Rows extracted from a collection
* * * * * * * * *
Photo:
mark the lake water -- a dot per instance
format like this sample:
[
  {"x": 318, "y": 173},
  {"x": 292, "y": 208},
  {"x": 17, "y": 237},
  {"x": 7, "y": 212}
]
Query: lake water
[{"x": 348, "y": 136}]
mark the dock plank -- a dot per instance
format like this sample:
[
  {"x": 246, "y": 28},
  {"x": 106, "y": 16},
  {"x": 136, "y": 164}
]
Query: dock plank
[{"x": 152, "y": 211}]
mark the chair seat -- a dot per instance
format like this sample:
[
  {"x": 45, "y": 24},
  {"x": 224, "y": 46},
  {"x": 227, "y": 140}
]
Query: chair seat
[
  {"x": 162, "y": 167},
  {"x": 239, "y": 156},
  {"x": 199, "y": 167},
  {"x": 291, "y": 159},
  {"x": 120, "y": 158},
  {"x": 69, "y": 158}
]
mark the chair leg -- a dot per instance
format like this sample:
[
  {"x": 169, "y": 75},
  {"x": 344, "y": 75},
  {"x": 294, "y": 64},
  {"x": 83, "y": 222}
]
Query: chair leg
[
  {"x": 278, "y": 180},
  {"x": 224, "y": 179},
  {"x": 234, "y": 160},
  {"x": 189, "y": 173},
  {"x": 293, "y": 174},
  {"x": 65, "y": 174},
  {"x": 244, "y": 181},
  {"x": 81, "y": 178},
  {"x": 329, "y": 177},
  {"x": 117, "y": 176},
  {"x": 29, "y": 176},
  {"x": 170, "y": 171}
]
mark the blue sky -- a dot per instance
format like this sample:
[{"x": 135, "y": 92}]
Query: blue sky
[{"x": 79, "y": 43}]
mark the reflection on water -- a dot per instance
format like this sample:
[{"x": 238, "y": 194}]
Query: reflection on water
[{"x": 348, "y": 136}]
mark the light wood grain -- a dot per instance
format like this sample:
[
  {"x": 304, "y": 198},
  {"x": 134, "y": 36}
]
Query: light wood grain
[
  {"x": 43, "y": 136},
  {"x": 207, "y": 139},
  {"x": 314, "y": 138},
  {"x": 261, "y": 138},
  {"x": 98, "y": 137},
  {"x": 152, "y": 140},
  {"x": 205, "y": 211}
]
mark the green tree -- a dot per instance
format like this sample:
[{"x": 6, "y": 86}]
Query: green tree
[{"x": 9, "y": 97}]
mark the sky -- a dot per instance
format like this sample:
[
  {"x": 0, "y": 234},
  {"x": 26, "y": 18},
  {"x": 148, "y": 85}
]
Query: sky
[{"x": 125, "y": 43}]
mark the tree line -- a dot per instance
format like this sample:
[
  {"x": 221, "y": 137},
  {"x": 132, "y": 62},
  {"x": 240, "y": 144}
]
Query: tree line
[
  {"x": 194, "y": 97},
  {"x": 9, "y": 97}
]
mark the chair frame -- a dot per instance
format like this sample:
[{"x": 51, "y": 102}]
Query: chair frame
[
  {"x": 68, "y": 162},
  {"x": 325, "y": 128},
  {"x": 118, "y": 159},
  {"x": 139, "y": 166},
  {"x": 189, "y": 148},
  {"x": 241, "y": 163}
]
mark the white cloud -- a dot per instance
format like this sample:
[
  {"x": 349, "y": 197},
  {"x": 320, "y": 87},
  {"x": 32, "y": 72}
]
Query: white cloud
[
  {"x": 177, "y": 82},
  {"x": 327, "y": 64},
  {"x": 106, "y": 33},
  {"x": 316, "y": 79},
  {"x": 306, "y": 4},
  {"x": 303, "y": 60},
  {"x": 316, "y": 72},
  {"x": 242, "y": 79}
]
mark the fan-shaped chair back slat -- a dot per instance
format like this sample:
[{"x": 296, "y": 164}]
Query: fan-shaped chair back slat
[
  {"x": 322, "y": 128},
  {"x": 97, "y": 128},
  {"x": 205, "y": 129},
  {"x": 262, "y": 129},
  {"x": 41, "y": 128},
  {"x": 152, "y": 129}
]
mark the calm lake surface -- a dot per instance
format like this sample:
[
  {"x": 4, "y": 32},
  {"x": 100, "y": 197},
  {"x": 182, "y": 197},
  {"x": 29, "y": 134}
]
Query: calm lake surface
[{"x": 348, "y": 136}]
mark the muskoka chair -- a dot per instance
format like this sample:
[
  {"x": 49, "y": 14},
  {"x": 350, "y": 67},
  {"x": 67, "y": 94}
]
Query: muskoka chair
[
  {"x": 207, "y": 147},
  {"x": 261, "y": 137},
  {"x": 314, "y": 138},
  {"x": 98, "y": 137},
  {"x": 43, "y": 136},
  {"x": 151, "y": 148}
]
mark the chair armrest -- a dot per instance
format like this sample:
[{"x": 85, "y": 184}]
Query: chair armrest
* * * * * * * * *
**Task brief**
Can you copy the lines above word for word, beginning at the line that contains "mark the muskoka chair -- a dot per instance" and ending with the last line of the rows, keeping both of those lines?

**Reply**
mark the muskoka chair -- a dot per instance
format like this sample:
[
  {"x": 49, "y": 14},
  {"x": 350, "y": 67},
  {"x": 67, "y": 94}
]
Query: muskoka chair
[
  {"x": 207, "y": 147},
  {"x": 261, "y": 137},
  {"x": 314, "y": 138},
  {"x": 98, "y": 137},
  {"x": 43, "y": 136},
  {"x": 151, "y": 148}
]
mark the chair armrest -- a dot per instance
format like this sample:
[{"x": 85, "y": 184}]
Query: chair armrest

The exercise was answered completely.